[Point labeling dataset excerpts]
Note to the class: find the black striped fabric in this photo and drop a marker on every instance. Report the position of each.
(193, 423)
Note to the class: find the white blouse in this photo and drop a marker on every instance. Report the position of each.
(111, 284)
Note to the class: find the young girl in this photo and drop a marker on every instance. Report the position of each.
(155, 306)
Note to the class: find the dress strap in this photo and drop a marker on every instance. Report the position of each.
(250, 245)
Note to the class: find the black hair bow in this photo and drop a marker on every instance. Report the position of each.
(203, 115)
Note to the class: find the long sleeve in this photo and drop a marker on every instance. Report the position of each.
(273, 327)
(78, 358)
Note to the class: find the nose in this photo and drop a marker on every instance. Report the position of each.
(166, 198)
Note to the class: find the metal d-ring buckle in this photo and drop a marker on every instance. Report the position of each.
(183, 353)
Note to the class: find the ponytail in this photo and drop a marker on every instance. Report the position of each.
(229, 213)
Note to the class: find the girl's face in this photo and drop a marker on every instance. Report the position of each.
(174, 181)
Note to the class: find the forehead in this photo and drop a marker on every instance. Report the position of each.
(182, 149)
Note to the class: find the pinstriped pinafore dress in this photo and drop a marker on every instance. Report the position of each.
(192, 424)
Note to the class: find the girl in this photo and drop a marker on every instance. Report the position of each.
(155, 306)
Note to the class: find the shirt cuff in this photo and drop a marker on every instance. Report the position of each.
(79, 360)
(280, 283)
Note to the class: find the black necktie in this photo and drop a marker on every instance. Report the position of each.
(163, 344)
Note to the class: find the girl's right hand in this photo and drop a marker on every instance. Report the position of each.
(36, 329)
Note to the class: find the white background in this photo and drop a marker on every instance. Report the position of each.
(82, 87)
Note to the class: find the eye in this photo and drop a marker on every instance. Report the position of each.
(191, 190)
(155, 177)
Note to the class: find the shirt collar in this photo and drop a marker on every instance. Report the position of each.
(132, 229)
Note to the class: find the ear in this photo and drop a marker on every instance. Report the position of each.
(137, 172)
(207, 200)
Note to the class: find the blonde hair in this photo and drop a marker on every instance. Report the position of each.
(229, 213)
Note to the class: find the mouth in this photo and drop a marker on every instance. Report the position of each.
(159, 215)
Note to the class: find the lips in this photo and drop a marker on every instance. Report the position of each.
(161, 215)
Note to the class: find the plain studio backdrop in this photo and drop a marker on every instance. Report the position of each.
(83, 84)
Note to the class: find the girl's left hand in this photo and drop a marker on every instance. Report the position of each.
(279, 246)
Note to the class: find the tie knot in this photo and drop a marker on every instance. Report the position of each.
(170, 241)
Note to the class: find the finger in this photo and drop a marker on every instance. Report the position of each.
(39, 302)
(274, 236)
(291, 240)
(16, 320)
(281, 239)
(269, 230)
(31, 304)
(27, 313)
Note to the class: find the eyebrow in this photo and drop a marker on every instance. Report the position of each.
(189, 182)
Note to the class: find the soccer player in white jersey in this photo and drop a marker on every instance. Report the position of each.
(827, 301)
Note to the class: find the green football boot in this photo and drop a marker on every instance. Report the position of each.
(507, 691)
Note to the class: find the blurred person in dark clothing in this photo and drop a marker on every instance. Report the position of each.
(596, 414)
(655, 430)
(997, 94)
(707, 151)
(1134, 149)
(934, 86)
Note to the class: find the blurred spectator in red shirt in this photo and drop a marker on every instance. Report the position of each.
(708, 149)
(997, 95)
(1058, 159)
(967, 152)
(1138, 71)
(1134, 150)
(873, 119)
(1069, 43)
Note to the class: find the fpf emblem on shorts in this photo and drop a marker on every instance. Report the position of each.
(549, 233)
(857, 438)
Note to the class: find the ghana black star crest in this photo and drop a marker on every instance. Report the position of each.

= Task directions =
All of the data needs to be reproduced exactly, with no line missing.

= Output of the exercise =
Note to the class: find the black striped fabric in this photo and drop a marker on every instance. Report the position of each.
(193, 423)
Note to the class: find the white blouse in this photo and drop a marker on every instance. Report the position of each.
(111, 284)
Note to the class: find the young girl in this photo and drop a marker on every instance. Report the position of each.
(155, 306)
Note to the class: find the dress strap in this photo and drop a marker on every instance. Report the position of each.
(250, 245)
Note to the class: find the black hair bow in this photo and drop a marker on every instance. Report the position of each.
(203, 115)
Note to the class: find the long sleeve in this photo and drop a marker on every instance. Report the position of each.
(273, 327)
(78, 358)
Note to the class: find the nose in this photo and drop a marker on every instance. Report the position of each.
(166, 198)
Note to the class: find the metal d-ring buckle in this photo and drop a marker on every instance. Report the position of each.
(183, 353)
Note to the class: find the ponytail in this photo and drop a marker on every instance. Report the position of each.
(229, 213)
Note to the class: find the girl's face in this photo and drop a marker on every instance. Report the position of each.
(174, 181)
Note to the class: find the forehead in this photo and drop a marker on every instance. Report the position of each.
(182, 149)
Note to the class: find the pinstriped pinafore dress in this photo and drop a marker on every instance. Report the position of each.
(192, 424)
Note to the class: find the girl in this photo and drop a marker on every instance. Report the position of each.
(155, 306)
Note to the class: find the shirt cuff in this photo and drop a marker on every instance. Report the position of each.
(79, 360)
(280, 283)
Note to the class: find the black necktie in this photo and drop a marker on every instance. Report the position of each.
(163, 344)
Note to the class: find the girl's right hand in this photo and drop a marker on every instance. Report the position of each.
(36, 329)
Note to the class: find the white background in this photo and drop a marker on every instance. Report the position of each.
(82, 87)
Note to the class: find the eye in this photo and drop a marker on every instance. Report the position of each.
(191, 190)
(155, 177)
Note to the class: find the shirt collar in this photo and drop a marker on every instance. Report the position of each.
(132, 229)
Note to the class: find the ear in this photo and drop a marker on every instance. Report the position of each.
(137, 172)
(207, 200)
Note to the class: find the blonde hair in this photo and drop a marker on every instance. Report the position of each.
(229, 213)
Note to the class: find the mouth in this photo and drop a marker on every instance. Report the position of each.
(159, 215)
Note to the class: find the lips in this photo and drop a marker on every instance. Report the position of each.
(161, 215)
Note to the class: find the plain studio backdrop in this photo and drop a marker on every instance. Report the position of each.
(83, 84)
Note to the class: find the girl's left hand in this photo and drop a marker on every instance. Report the position of each.
(279, 246)
Note to the class: find the tie knot in this photo and drop a marker on every instance. Report the position of each.
(170, 241)
Note to the class: find the finger in this photo and drop a marker on every instance. Report the position of each.
(39, 302)
(274, 236)
(291, 240)
(16, 320)
(281, 239)
(269, 230)
(31, 304)
(27, 313)
Note to the class: find the eyebrow in this photo and drop a marker on every instance. Report the position of each.
(189, 182)
Note to the class: find the soccer player in white jersey in this photo and drop a marker on every instance. Report the position of each.
(827, 301)
Note to the class: find the green football boot in this photo and drop a marker on every instance. Report the position of each.
(507, 691)
Note to the class: find the blurred person in dark clothing in this photo and drop a marker on every instance. Report the position of each.
(596, 414)
(655, 430)
(997, 94)
(707, 151)
(1134, 149)
(934, 86)
Note to the class: find the blurred spectator in red shirt in this photo and drop a marker on every instance. Report the position of each.
(708, 149)
(997, 95)
(1058, 159)
(967, 152)
(1138, 71)
(1134, 150)
(873, 119)
(1069, 43)
Note to the class: find the fpf emblem on shorts in this photo and drop a marker on every instance. Report the position of each.
(549, 233)
(857, 438)
Note to the class: find the ghana black star crest in this photo and drop a marker on every instance. Report the position of each.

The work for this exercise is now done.